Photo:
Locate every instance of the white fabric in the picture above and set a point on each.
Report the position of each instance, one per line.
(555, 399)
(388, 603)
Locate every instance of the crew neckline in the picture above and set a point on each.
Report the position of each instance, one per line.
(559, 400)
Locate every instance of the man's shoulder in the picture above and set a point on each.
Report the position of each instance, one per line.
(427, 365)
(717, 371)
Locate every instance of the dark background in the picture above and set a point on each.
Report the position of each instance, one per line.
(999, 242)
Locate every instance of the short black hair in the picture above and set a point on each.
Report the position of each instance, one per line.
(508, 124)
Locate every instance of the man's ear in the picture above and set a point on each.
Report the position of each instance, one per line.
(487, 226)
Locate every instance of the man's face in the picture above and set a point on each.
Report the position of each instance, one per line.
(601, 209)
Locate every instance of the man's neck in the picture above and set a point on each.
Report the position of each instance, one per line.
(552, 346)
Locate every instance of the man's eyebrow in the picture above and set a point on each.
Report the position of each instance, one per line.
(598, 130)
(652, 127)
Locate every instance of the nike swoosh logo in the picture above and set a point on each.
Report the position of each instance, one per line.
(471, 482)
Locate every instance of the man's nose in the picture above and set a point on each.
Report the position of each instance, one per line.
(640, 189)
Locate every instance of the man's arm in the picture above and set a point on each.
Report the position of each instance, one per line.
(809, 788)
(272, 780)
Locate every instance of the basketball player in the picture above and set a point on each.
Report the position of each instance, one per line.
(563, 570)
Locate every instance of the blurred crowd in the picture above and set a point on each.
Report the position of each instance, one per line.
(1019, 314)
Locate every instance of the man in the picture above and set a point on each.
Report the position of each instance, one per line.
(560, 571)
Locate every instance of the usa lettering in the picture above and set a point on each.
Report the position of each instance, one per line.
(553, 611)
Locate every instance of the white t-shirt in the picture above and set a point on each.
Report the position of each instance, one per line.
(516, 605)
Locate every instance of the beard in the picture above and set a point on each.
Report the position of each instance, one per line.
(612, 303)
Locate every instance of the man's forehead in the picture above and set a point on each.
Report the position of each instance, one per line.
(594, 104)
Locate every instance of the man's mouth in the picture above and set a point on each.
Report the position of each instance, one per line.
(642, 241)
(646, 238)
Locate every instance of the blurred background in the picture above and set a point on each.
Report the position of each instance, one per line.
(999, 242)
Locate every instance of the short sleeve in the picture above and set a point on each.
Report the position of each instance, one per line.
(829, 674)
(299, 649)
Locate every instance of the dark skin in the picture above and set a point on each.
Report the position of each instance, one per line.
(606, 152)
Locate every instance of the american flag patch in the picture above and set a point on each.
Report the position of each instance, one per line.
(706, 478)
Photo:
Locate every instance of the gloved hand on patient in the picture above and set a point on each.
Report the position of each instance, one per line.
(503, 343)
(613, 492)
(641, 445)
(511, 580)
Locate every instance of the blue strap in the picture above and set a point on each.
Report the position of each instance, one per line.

-*-*-

## REQUIRED ACTION
Copy out all of the records above with nothing altered.

## RESPONSE BELOW
Photo:
Locate every instance of the white fabric in the picture above and set a point on each.
Report the position of each instance, one per line.
(555, 399)
(388, 603)
Locate every instance of the crew neckline in the picture above and set a point on each.
Report the position of each instance, one per line.
(559, 400)
Locate every instance of the man's shoulder in the picture above and set a point on each.
Report the position of each instance, one per line.
(427, 365)
(717, 371)
Locate every instance of the dark background in the picture above and set a point on each.
Report the position of each instance, one per line.
(999, 242)
Locate every instance of the short black hair in the picture above and set a point on each.
Report the position of each instance, one per line.
(508, 124)
Locate every instance of the man's ear in the picture above and set a point on each.
Report the position of each instance, one per line.
(487, 226)
Locate every instance of the man's face in the picture above and set a point on each.
Report the position of each instance, one per line.
(601, 209)
Locate every instance of the man's neck in the picture above and set a point on each.
Report the position of each instance, one per line.
(552, 346)
Locate every instance of the man's eyebrow in the picture above and set a point on each.
Report the position of each instance, one per line.
(598, 130)
(652, 127)
Locate every instance of the nike swoosh logo in the picture above and set a point on each.
Report the position of each instance, one per line.
(471, 482)
Locate every instance of the man's nose in the picture above and set a point on each.
Report the position of each instance, one per line.
(640, 189)
Locate every instance of the man's arm in the picture above and set a point on each.
Report the position of each instance, one per line.
(809, 788)
(272, 780)
Locate every instance of the basketball player in the picture above and set a point on each.
Report the position of each instance, one per line.
(563, 570)
Locate every instance of the blurred crowd in the picture above and set a point on each.
Report the position of each instance, one per line.
(1019, 314)
Locate every instance of the man in the picture above and set a point on each.
Report the position of each instance, one per line.
(560, 571)
Locate every instance of the usa lettering in the picture above and set a point on each.
Report the position of each instance, one per line.
(553, 611)
Locate every instance of the white t-shirt in the picture above and set a point on each.
Report the position of each instance, one per line.
(516, 605)
Locate every instance of the beard in the picture above and set a point on each.
Report the position of each instance, one per line.
(612, 303)
Locate every instance of the man's forehead in the picture above and set a point on each.
Report the position of each instance, one per line.
(594, 104)
Locate every instance of the man's mouth in the picture above and set a point on each.
Report the position of each instance, one per line.
(642, 241)
(646, 238)
Locate every instance of the blurred background in the picture above and set a point on each.
Report the position of each instance, one per line.
(999, 242)
Locate every instance of the short sleeve in the picture above and set a point on each.
Report the position of each instance, one per line.
(829, 674)
(299, 649)
Locate every instance of the dark skin in the picture above and set a point on each.
Report the position of each instance, one per line.
(606, 152)
Locate every instance of the american flag patch in the picture above and set a point on each.
Report the position of each instance, one per line.
(706, 478)
Photo:
Locate every instance of the gloved hand on patient in the picture above and set a point on each.
Report the position of each instance, one per line.
(503, 343)
(613, 492)
(641, 445)
(511, 580)
Locate every instance of the blue strap in the picture above and set a point on each.
Report the position of each instance, one per line.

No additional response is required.